◆ **PAGE EXCERPT**:
┄┄┄┄┄┄

Literature DB >> 31373921

Survival Bias in Mendelian Randomization Studies: A Threat to Causal Inference.

Roelof A J Smit^1,2, Stella Trompet^1,2, Olaf M Dekkers^3,4,5, J Wouter Jukema^1,6, Saskia le Cessie^4,7.

Abstract

It has been argued that survival bias may distort results in Mendelian randomization studies in older populations. Through simulations of a simple causal structure we investigate the degree to which instrumental variable (IV)-estimators may become biased in the context of exposures that affect survival. We observed that selecting on survival decreased instrument strength and, for exposures with directionally concordant effects on survival (and outcome), introduced downward bias of the IV-estimator when the exposures reduced the probability of survival till study inclusion. Higher ages at study inclusion generally increased this bias, particularly when the true causal effect was not equal to null. Moreover, the bias in the estimated exposure-outcome relation depended on whether the estimation was conducted in the one- or two-sample setting. Finally, we briefly discuss which statistical approaches might help to alleviate this and other types of selection bias. See video abstract at, http://links.lww.com/EDE/B589.

Entities: Chemical Disease Species

Year: 2019 PMID： 31373921 PMCID： PMC6784762 DOI： 10.1097/EDE.0000000000001072

Source DB: PubMed Journal: Epidemiology ISSN： 1044-3983 Impact factor: 4.822

It has been argued that, in Mendelian randomization studies in older populations, survival bias may distort results, as these populations necessarily consist of the nonrandom subset of the population who have survived long enough to be included.[1,2] We aimed to investigate the impact of survival bias on Mendelian randomization analyses with a continuous outcome through a simulation study. In particular, we will examine whether instrumental variable (IV) estimators become biased within aging populations, for one- or two-sample Mendelian randomization settings. We will also discuss which statistical approaches may help to minimize or address this bias.

METHODS

Suppose we are interested in estimating the causal effect of X (e.g., cholesterol) on an outcome Y (e.g., cognitive test performance) in older individuals (Figure 1), where survival until study inclusion (S) is influenced by the exposure of interest X. If there is a second, uncorrelated exposure R (e.g., smoking) (Figure 1A) that also affects S, conditioning on survival (S = 1) will induce an association between X and R, and therefore also between G and R. We therefore expect that the previously uncorrelated variables will become associated, as an indirect path from G to Y going through R is opened.

FIGURE 1.

For two exposures increasing the risk of death, conditioning on survival (S) may induce an association between the previously uncorrelated risk factors X (and its genetic proxy G) and R (panel A). Additionally, conditioning on survival may induce an association between the genetic instrument G and any confounders U of the X–Y association (panel B), even in the absence of risk factor R. In addition, conditioning on S implies partial conditioning on X. Therefore, if confounders U (e.g., alcohol intake) of the X–Y association were to exist, G and U may become correlated (Figure 1B).

┄┄┄┄┄┄

◆ **SUPPLIED MATERIAL**:

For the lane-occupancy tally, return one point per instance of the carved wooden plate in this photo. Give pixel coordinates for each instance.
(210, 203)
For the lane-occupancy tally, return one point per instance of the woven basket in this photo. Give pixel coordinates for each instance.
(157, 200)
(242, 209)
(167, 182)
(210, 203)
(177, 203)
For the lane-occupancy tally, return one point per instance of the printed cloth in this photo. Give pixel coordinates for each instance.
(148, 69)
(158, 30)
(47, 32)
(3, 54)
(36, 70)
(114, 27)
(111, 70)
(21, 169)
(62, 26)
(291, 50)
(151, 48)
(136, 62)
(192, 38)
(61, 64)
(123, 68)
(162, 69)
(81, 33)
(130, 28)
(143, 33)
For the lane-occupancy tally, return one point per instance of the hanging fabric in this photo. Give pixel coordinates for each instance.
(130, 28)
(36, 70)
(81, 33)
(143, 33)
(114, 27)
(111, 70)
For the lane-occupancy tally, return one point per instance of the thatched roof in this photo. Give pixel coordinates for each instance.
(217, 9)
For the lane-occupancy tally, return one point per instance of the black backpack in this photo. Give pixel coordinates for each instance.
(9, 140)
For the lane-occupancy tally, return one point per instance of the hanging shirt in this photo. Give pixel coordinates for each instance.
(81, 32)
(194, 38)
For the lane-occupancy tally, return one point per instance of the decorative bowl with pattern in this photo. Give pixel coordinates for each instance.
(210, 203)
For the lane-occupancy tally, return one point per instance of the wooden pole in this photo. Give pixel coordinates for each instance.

┄┄┄┄┄┄

From the page on survival bias in Mendelian randomization, write out the passage that begins at the words "For two exposures" and stops after "correlated (Figure 1B).".

For two exposures increasing the risk of death, conditioning on survival (S) may induce an association between the previously uncorrelated risk factors X (and its genetic proxy G) and R (panel A). Additionally, conditioning on survival may induce an association between the genetic instrument G and any confounders U of the X–Y association (panel B), even in the absence of risk factor R. In addition, conditioning on S implies partial conditioning on X. Therefore, if confounders U (e.g., alcohol intake) of the X–Y association were to exist, G and U may become correlated (Figure 1B).